## Passage provided
We understand that in times of budgetary necessity, everyone has to contribute, and the banks are more than willing to pay their ‘fair share’ as well. After all, they already do so today, with a dazzling figure of €5.9 billion in contributions to the Belgian budget in 2023, which, besides, is more than double what they would pay in terms of mere corporate tax.
But what is supposedly on the table now is a bridge too far. Banks in Belgium pay a significant amount in deposit guarantee contributions today, up to 1.8% of covered savings (in comparison, in other European countries the percentage is 0.8 or 0.5%). Banks pay this amount to create a pool for their account holders in case a bank fails. This amount is a protection for consumers, which is obviously a good thing. Moreover, this amount is fully integrated into the Belgian treasury and also serves to make the already battered budget better.
So this rate was set disproportionately high in Belgium purely for budgetary reasons. This 1.8% ceiling will be reached in 2025, by which time the banks will have accumulated a pool of €6.3 billion and thus fulfilled their obligations.

[A run of records]

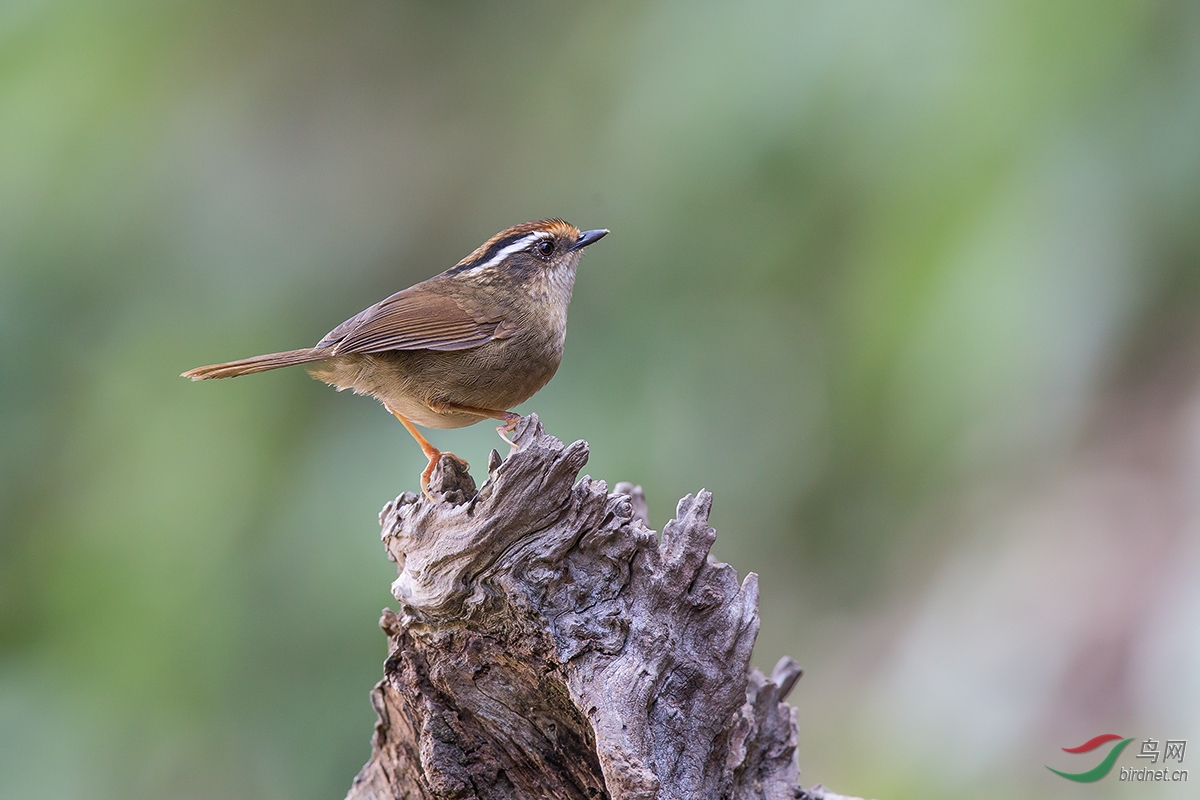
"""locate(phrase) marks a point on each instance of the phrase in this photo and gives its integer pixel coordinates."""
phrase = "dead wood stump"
(549, 644)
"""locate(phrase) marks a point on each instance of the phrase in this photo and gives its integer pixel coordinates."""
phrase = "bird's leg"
(430, 451)
(508, 417)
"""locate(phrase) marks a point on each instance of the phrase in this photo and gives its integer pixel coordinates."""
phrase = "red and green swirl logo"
(1101, 769)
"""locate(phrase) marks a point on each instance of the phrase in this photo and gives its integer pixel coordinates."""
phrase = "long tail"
(257, 364)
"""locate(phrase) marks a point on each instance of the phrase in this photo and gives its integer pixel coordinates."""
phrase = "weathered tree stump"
(550, 645)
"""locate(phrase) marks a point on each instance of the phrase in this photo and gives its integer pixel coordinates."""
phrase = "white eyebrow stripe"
(521, 244)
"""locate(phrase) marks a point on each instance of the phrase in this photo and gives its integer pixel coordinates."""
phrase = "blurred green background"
(912, 287)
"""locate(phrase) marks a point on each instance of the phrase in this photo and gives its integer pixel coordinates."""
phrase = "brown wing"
(413, 319)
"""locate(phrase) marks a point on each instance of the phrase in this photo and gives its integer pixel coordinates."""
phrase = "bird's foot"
(510, 425)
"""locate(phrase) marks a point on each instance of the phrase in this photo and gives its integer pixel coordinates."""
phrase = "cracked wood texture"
(549, 644)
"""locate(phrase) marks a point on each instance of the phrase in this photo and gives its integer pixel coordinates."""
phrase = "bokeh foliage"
(864, 254)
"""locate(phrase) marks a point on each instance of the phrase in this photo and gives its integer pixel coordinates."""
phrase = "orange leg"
(430, 451)
(508, 417)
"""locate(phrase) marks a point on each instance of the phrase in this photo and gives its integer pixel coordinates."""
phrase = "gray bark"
(549, 644)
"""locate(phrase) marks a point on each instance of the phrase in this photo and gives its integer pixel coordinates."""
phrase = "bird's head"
(539, 254)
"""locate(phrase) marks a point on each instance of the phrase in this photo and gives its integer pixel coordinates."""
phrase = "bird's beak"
(588, 238)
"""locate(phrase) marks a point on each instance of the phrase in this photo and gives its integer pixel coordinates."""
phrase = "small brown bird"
(462, 347)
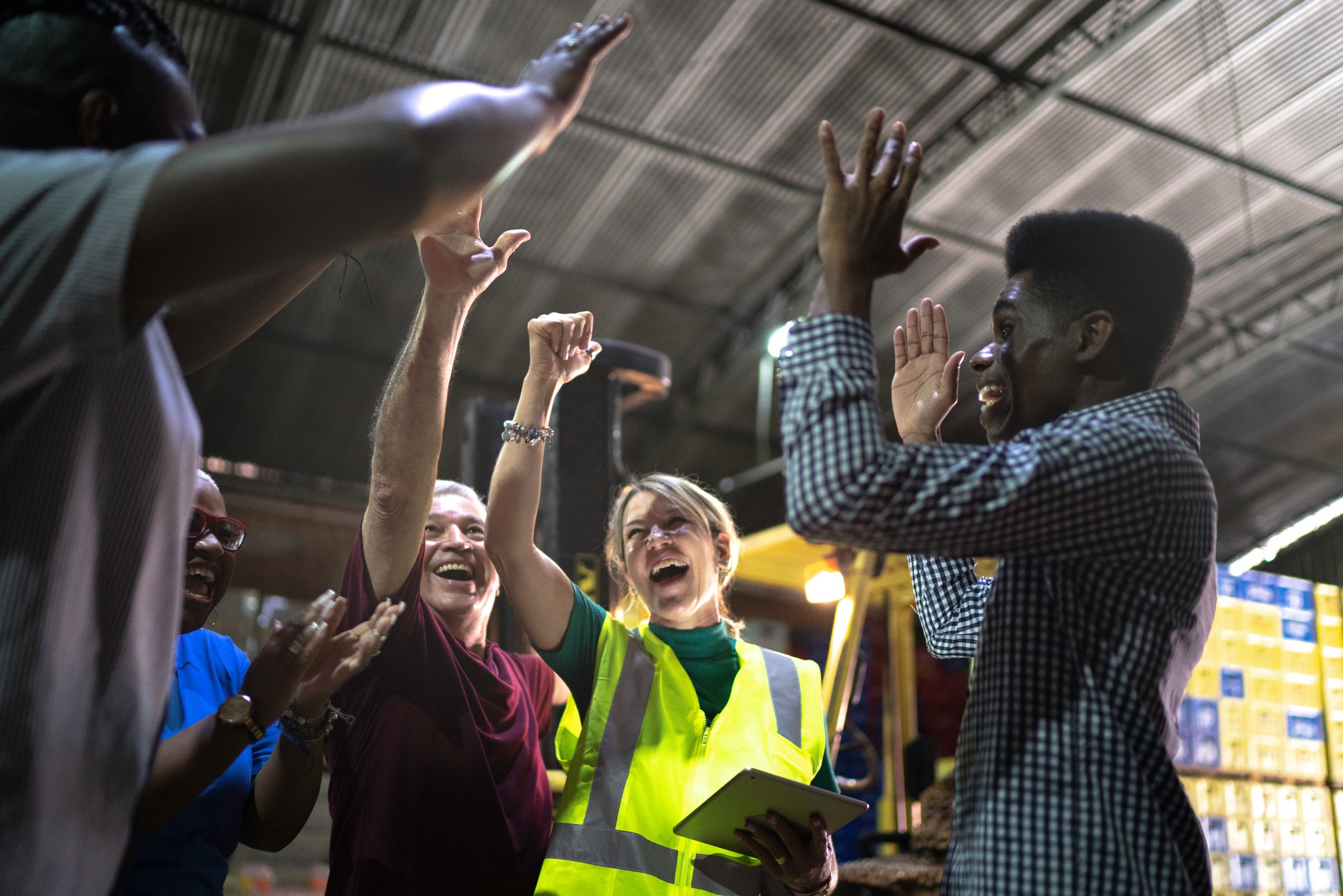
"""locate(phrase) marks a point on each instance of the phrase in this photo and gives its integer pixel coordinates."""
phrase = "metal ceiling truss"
(1286, 323)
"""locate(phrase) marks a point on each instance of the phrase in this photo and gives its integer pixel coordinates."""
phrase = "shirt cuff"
(837, 339)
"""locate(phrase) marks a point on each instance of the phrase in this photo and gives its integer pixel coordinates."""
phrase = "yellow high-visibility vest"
(645, 758)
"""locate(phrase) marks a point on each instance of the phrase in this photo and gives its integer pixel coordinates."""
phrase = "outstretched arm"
(561, 348)
(296, 194)
(409, 430)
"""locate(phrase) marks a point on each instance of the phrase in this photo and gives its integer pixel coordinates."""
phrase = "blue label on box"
(1208, 751)
(1201, 716)
(1298, 594)
(1296, 875)
(1304, 726)
(1244, 872)
(1299, 630)
(1215, 832)
(1259, 588)
(1324, 876)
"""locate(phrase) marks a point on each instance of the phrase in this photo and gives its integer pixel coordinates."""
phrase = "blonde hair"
(711, 512)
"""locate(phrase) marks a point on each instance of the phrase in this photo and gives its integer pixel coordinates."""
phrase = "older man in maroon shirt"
(438, 783)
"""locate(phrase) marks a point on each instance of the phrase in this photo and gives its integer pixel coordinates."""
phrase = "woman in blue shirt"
(242, 743)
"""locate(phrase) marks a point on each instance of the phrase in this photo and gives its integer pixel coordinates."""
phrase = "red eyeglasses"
(226, 528)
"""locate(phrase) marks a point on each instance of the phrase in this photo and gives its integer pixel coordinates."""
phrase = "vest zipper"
(686, 862)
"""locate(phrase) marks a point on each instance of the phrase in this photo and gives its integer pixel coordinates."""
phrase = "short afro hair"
(144, 25)
(1084, 261)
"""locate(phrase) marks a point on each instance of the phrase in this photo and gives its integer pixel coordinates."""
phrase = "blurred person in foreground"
(672, 702)
(1091, 492)
(241, 755)
(132, 249)
(438, 785)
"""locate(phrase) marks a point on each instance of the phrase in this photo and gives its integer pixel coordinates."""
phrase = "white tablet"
(753, 793)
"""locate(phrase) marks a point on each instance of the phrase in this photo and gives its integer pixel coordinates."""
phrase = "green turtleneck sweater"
(708, 656)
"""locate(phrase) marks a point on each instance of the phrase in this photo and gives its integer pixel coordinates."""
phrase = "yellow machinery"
(778, 558)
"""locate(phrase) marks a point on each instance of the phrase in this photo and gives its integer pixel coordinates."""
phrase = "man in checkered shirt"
(1091, 492)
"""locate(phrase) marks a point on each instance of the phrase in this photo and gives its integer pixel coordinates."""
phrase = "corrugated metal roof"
(679, 206)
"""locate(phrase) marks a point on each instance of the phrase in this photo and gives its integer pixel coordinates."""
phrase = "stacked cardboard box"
(1267, 839)
(1254, 703)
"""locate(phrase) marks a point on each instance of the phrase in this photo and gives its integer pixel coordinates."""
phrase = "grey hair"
(461, 489)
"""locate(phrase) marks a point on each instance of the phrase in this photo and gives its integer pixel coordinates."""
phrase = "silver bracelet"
(515, 432)
(305, 733)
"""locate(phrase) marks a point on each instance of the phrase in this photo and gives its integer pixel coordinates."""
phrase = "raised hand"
(281, 665)
(863, 214)
(565, 71)
(457, 262)
(561, 346)
(924, 387)
(344, 657)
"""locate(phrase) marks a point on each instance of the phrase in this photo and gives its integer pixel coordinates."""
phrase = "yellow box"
(1236, 755)
(1331, 636)
(1206, 683)
(1292, 837)
(1315, 804)
(1221, 872)
(1331, 662)
(1265, 687)
(1268, 755)
(1264, 803)
(1306, 759)
(1230, 614)
(1326, 601)
(1319, 840)
(1239, 804)
(1232, 718)
(1267, 719)
(1261, 653)
(1239, 836)
(1230, 648)
(1264, 621)
(1268, 873)
(1264, 837)
(1302, 691)
(1300, 658)
(1290, 804)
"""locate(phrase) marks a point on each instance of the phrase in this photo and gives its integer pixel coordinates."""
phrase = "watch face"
(235, 711)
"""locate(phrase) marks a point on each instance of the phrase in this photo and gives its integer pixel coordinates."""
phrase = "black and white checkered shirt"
(1084, 641)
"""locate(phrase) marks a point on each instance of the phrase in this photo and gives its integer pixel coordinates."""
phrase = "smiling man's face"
(1028, 375)
(209, 566)
(460, 582)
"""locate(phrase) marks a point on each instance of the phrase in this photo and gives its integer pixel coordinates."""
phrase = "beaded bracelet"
(515, 432)
(305, 733)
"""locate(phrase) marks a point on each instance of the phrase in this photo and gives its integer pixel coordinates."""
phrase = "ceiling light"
(825, 585)
(1268, 549)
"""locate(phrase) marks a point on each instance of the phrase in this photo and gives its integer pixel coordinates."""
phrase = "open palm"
(924, 387)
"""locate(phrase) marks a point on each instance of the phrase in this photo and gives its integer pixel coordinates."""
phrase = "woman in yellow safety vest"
(672, 709)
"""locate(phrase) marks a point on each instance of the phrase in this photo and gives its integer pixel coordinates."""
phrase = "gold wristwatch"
(235, 713)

## Set tasks
(1) Reproduce verbatim the part of the passage on Belgian bank contributions that opens with the words containing "But what is" and closes with "fulfilled their obligations.".
(2) Carry on writing the passage on Belgian bank contributions, starting right after its last sentence.

## Results for each task
(1)
But what is supposedly on the table now is a bridge too far. Banks in Belgium pay a significant amount in deposit guarantee contributions today, up to 1.8% of covered savings (in comparison, in other European countries the percentage is 0.8 or 0.5%). Banks pay this amount to create a pool for their account holders in case a bank fails. This amount is a protection for consumers, which is obviously a good thing. Moreover, this amount is fully integrated into the Belgian treasury and also serves to make the already battered budget better.
So this rate was set disproportionately high in Belgium purely for budgetary reasons. This 1.8% ceiling will be reached in 2025, by which time the banks will have accumulated a pool of €6.3 billion and thus fulfilled their obligations.

(2)
But, this is beyond the Arizona parties, who now suddenly want to perpetuate this revenue they are supposed to forego from 2026 by turning it into a new straight tax. They want to do this by increasing the bank tax, which already amounts to €1 billion a year today, by about 50% to €1.5 billion. These bank levies have no link to the banks' revenues or profits but are purely based on the savings deposits the banks hold for their customers.
The Arizona coalition would thus choose to further tax citizens' savings. This would be yet another tax on savings deposits and ordinary retail banking, an activity that is important for every customer. How many times can you tax the same savings deposit?
In addition, this goes entirely against the conviction that prevails today about the need to boost European competitiveness and boost the European economy and make investment attractive. Choosing to systematically weaken the banking sector in this country reduces the banks' ability to support our economy and the capacity to finance the huge investments that will be needed to make the sustainable transition.
With €500 million of additional capital, the banks' leverage will allow them to provide around €10 billion of additional credit to families and businesses. The 10 billion euros of additional credit per year will be needed to support Belgium's ‘contribution’ to the 800 billion euros of additional annual investment needed according to the Draghi plan to sustain our European competitiveness.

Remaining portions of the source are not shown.